Problem requirements | Return every line of the material exactly.

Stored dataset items
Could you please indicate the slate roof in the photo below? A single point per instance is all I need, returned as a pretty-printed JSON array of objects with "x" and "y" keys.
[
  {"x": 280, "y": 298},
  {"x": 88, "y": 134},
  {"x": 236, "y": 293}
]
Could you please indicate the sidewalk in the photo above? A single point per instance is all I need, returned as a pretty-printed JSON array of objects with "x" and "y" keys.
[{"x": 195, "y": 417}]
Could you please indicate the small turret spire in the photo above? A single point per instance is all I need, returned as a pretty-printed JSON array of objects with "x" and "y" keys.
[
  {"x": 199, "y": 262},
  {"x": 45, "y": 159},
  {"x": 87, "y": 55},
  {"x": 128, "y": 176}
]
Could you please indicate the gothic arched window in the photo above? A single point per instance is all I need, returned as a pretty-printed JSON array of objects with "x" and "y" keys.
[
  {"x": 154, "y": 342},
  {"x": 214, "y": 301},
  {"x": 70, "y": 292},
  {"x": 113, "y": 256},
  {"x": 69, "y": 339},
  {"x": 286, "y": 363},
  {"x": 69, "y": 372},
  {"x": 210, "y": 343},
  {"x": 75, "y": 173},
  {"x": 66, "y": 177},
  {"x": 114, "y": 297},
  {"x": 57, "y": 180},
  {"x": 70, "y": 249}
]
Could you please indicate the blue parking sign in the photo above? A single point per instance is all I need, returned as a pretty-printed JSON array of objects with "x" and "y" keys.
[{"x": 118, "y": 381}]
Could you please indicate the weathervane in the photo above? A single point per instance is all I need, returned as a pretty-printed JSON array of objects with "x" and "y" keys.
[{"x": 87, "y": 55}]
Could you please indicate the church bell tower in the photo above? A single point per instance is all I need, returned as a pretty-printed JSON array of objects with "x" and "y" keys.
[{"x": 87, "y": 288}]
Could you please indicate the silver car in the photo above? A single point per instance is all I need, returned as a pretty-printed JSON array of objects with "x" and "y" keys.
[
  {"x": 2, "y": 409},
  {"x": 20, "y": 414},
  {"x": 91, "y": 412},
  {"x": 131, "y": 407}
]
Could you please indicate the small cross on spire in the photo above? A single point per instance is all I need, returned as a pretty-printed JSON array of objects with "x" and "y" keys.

Response for this exercise |
Could you please indicate the slate roof in the photo below? A single point per instance is all I need, returned as a pretty-printed JSON array of objects with "x" and "y" keys.
[
  {"x": 280, "y": 298},
  {"x": 88, "y": 134},
  {"x": 236, "y": 293}
]
Could you please indicate the sidewalk in the photo above? A single point per instance is all I need, returned as a pretty-printed JSON array of objects with "x" and "y" keys.
[{"x": 195, "y": 417}]
Could you please indicate the small turret spire in the photo above? A single point per instance is all I need, returned as a pretty-printed JSON array of objects with "x" and "y" keys.
[
  {"x": 199, "y": 262},
  {"x": 45, "y": 159},
  {"x": 87, "y": 55},
  {"x": 128, "y": 176}
]
Could you please indicate the gothic arched window in the photo above? A single point per instance is all I need, returned as a pretty-printed JSON array of objects with "x" and "y" keys.
[
  {"x": 154, "y": 342},
  {"x": 214, "y": 301},
  {"x": 70, "y": 292},
  {"x": 113, "y": 256},
  {"x": 69, "y": 339},
  {"x": 286, "y": 363},
  {"x": 69, "y": 372},
  {"x": 210, "y": 343},
  {"x": 75, "y": 173},
  {"x": 66, "y": 177},
  {"x": 114, "y": 297},
  {"x": 57, "y": 180},
  {"x": 70, "y": 249}
]
Could you please indicate the blue parking sign in the photo above? A single point per instance is all I need, returned as a pretty-printed JSON array of objects with "x" and "y" keys.
[{"x": 118, "y": 381}]
Could you please indicate the weathervane in the photo above? A single point per instance is all I need, returned as a pretty-printed JSON array of objects with "x" and "y" keys.
[{"x": 87, "y": 55}]
Could you please indicate the church bell tower in the photo above? A single point per instance is all I need, returned as a pretty-printed JSON array of objects with "x" and "y" keys.
[{"x": 87, "y": 288}]
Could you please indicate the silver car in the photo above? A single point per instance is all I need, returned as a pretty-printed JSON array of objects with "x" and "y" keys.
[
  {"x": 2, "y": 409},
  {"x": 20, "y": 414},
  {"x": 91, "y": 412},
  {"x": 131, "y": 407}
]
Could you please indicate the small cross on spire in the photo above? A single point per instance is all I need, returned as a pretty-printed JSON array of objects with "x" and "y" keys.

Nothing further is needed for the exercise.